Exercise instructions: Check each line of the entries below for the string "black"; copy every line where it appears.

╭─ Data records

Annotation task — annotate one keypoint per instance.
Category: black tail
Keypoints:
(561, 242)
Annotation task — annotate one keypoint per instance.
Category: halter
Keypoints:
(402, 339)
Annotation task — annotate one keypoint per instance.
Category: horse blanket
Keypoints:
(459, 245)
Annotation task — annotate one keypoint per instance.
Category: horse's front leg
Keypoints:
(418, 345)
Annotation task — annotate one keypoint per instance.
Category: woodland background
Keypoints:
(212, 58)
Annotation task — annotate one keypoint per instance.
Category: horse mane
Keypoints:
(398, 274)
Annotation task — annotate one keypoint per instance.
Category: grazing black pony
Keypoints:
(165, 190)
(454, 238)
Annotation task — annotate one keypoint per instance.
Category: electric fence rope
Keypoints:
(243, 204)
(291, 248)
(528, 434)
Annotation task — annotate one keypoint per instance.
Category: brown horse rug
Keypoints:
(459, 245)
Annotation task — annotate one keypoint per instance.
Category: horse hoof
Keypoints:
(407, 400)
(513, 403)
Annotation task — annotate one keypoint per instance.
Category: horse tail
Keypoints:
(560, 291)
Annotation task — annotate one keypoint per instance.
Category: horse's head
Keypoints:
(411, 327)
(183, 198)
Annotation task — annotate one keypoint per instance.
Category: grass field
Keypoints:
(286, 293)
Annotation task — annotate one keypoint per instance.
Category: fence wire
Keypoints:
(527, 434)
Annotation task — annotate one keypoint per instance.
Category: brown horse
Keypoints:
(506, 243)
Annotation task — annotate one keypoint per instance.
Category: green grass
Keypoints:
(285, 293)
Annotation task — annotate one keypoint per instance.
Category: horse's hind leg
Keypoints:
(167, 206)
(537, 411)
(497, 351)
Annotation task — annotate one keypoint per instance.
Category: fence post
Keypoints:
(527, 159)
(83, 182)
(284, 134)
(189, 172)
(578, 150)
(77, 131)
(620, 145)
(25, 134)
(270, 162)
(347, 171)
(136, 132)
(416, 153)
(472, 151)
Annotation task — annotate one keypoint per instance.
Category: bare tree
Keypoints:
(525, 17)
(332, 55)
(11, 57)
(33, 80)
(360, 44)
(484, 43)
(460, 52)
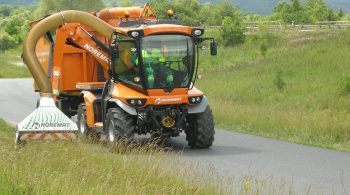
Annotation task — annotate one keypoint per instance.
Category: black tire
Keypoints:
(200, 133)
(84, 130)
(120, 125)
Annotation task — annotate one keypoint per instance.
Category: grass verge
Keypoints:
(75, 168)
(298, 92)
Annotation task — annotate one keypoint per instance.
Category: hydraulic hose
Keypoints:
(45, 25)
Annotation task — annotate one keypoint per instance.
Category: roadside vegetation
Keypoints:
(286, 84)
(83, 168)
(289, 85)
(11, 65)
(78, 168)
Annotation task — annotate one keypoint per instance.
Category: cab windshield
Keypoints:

╰─

Output for this exercise:
Category: black tail
Category: grazing black pony
Category: black tire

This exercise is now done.